● **WHAT IS NEEDED**:
Rewrite the data from its first line through the line containing "37 105 L 45", replacing "Return value" with "Output" and leaving everything else unchanged.

● **SUPPLIED RECORDS**:
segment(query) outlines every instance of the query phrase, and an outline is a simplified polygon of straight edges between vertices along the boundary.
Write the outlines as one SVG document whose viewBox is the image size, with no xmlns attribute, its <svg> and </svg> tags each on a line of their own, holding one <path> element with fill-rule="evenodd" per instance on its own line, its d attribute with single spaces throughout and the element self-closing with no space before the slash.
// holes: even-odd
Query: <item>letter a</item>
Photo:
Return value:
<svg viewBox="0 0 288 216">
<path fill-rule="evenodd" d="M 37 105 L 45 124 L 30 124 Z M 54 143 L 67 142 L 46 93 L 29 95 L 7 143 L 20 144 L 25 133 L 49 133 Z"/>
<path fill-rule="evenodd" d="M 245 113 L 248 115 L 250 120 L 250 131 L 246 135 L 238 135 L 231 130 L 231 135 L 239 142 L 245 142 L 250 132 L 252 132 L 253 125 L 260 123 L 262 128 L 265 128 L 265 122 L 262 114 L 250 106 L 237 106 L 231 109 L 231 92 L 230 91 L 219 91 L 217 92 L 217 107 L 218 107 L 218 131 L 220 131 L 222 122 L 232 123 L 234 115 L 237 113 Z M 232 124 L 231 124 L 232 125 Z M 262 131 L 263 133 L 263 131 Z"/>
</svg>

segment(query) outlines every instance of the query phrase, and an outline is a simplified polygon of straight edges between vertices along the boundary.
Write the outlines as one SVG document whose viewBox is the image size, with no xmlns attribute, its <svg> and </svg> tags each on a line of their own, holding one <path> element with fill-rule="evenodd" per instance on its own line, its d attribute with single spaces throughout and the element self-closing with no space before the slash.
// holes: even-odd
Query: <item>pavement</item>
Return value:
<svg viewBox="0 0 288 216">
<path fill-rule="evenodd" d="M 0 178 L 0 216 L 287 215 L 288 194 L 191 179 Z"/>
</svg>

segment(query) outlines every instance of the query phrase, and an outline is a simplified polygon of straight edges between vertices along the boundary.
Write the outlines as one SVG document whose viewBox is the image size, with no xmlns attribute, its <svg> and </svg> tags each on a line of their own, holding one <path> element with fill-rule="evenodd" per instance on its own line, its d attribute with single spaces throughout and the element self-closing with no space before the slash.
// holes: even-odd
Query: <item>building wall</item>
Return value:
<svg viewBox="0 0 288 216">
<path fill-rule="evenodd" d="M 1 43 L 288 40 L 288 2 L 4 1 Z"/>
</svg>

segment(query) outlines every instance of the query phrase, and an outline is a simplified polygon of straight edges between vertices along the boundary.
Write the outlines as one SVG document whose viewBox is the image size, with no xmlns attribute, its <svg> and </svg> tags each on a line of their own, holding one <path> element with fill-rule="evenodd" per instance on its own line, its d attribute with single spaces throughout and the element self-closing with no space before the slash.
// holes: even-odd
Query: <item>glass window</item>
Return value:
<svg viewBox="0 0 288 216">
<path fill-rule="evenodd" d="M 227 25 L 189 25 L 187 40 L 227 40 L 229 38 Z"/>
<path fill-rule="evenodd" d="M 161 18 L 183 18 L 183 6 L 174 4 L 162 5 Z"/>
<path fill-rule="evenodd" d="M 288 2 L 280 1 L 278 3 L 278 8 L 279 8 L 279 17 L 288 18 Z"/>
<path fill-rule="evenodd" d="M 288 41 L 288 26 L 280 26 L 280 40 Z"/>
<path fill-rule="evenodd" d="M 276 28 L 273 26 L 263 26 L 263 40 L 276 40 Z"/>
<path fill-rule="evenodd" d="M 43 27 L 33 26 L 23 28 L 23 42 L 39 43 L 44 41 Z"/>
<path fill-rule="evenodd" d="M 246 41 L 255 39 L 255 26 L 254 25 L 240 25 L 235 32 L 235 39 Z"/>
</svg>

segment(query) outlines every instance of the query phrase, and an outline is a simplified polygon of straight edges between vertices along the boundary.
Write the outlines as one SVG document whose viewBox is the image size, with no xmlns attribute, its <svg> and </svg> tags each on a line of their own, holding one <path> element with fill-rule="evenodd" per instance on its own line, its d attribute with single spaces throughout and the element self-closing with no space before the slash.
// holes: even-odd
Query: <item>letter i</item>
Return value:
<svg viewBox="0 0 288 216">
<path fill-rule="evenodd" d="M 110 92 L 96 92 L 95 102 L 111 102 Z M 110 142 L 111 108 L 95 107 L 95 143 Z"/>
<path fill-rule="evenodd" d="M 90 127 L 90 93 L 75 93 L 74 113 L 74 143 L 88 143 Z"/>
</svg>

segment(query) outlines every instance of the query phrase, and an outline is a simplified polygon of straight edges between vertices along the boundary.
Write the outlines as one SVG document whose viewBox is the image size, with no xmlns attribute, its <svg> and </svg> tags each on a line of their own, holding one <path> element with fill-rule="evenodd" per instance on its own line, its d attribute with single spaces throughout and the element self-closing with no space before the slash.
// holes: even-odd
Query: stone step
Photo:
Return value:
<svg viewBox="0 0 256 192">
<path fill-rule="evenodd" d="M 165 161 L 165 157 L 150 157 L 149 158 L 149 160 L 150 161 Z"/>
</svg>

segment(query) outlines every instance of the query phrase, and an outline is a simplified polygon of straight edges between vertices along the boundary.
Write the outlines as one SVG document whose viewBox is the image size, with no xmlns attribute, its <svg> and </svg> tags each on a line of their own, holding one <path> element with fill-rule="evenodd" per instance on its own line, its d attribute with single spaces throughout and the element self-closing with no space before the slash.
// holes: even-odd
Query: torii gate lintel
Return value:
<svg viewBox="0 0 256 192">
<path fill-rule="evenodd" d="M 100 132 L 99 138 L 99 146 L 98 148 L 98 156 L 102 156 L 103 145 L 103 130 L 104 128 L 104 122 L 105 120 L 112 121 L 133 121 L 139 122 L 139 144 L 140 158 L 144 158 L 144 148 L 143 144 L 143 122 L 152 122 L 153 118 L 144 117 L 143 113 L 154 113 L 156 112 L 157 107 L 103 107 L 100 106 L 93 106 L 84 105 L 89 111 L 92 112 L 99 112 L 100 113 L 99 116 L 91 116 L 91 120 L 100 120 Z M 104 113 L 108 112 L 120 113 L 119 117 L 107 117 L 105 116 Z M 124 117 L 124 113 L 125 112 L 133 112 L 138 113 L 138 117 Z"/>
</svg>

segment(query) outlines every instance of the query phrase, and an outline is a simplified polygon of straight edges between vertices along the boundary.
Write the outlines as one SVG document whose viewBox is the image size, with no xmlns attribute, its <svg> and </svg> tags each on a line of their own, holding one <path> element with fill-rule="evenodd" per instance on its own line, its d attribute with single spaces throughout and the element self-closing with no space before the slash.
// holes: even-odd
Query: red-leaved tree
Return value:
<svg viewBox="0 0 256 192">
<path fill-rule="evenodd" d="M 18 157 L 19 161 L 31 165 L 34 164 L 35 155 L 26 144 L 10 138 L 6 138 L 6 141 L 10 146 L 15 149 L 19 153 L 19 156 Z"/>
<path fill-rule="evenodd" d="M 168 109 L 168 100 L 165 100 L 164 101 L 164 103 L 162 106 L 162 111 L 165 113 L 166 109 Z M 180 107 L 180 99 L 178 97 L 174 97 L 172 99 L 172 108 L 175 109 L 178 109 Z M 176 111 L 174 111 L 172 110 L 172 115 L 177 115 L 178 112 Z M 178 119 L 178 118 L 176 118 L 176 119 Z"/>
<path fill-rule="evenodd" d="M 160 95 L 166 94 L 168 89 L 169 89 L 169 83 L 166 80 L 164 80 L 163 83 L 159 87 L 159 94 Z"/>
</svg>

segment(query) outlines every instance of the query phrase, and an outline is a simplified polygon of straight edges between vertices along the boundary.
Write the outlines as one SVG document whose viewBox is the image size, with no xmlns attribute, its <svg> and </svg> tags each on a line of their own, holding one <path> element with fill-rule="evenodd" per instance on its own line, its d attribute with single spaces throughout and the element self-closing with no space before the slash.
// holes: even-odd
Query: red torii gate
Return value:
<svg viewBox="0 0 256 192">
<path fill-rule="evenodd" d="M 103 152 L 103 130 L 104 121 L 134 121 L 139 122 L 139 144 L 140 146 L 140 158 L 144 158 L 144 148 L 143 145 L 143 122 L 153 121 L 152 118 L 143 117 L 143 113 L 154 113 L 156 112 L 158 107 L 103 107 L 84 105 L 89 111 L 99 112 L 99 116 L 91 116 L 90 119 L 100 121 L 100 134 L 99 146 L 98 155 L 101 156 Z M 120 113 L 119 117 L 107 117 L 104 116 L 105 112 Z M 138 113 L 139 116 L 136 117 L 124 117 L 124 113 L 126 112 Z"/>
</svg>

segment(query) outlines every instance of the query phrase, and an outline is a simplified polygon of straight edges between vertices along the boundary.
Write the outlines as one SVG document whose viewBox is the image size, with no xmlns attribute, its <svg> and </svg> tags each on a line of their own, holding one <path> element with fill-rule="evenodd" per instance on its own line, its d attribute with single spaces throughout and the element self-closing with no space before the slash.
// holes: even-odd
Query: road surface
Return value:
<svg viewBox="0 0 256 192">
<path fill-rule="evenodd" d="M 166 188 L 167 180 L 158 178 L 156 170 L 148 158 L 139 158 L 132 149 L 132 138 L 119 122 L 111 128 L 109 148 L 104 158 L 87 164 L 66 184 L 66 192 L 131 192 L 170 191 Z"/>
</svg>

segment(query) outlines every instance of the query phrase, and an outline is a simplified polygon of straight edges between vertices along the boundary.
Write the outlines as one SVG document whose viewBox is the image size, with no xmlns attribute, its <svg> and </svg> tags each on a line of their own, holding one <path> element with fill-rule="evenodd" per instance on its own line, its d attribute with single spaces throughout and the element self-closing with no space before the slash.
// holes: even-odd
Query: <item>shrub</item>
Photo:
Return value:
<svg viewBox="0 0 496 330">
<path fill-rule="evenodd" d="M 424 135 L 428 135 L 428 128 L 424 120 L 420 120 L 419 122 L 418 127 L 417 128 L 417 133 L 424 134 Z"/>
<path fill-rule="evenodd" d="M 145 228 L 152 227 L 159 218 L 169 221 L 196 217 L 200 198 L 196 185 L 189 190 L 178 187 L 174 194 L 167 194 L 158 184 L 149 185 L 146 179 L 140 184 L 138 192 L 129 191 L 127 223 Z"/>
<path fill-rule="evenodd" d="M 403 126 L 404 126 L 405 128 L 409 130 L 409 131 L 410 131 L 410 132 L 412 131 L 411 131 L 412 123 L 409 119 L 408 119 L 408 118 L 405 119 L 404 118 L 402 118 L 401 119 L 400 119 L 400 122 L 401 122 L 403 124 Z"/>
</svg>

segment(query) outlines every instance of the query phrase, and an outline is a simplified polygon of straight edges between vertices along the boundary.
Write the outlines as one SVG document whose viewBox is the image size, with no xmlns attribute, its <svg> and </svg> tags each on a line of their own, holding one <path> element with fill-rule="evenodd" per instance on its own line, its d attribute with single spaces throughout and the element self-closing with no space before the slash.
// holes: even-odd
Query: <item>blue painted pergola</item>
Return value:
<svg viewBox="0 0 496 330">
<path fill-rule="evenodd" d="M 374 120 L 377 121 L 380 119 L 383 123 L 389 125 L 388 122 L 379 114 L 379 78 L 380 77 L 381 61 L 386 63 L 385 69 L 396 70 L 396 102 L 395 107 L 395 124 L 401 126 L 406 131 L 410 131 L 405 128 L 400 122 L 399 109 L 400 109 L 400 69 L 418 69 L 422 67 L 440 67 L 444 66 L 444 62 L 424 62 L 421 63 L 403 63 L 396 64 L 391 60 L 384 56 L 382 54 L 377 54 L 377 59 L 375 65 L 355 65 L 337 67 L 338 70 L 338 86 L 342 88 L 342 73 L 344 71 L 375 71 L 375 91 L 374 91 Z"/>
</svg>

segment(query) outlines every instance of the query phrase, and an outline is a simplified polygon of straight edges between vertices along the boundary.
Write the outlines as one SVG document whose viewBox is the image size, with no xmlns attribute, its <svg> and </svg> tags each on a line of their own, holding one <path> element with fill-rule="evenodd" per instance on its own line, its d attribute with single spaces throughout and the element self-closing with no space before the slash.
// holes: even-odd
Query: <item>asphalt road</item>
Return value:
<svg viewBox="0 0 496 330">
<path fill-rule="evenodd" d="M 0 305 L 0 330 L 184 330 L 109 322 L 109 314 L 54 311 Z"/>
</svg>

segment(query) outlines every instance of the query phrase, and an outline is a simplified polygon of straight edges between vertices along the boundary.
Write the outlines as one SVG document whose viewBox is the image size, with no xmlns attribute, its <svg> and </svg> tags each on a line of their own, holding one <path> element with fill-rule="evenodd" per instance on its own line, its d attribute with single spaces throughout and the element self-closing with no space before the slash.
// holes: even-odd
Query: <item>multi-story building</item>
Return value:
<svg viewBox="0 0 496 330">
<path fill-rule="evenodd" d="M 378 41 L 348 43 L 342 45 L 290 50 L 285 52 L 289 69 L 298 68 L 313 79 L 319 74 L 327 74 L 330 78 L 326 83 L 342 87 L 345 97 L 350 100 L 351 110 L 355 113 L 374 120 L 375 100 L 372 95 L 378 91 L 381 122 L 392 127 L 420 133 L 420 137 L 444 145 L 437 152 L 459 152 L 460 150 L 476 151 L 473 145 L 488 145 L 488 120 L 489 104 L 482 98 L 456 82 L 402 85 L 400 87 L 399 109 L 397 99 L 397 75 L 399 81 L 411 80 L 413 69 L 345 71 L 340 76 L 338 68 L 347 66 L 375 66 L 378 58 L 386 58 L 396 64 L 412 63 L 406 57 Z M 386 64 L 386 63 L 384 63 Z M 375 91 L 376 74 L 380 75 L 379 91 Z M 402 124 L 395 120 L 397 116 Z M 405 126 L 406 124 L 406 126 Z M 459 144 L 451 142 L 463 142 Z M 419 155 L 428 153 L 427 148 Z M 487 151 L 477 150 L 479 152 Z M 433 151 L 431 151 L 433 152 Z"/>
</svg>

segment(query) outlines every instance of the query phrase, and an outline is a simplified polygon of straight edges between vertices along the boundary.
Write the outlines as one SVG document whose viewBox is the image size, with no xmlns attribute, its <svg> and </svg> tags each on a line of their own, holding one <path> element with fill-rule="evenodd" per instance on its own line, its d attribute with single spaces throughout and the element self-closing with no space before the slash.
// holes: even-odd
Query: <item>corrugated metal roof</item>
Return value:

● **EXERCISE ANSWER**:
segment(query) outlines every instance of the query phrase, and an outline is a simplified polygon of straight edges between vertices along the boundary.
Write the outlines as one SVG document whose viewBox is the image size, with no xmlns attribute, its <svg> and </svg> tags each on a line of their own, holding one <path> element with fill-rule="evenodd" per instance on its own line, its d attribute with single spaces throughout and the element self-closing with no space before the slash.
// holes: even-odd
Query: <item>letter a</item>
Photo:
Output:
<svg viewBox="0 0 288 216">
<path fill-rule="evenodd" d="M 37 105 L 45 124 L 30 124 Z M 54 143 L 67 142 L 46 93 L 29 95 L 7 143 L 20 144 L 25 133 L 49 133 Z"/>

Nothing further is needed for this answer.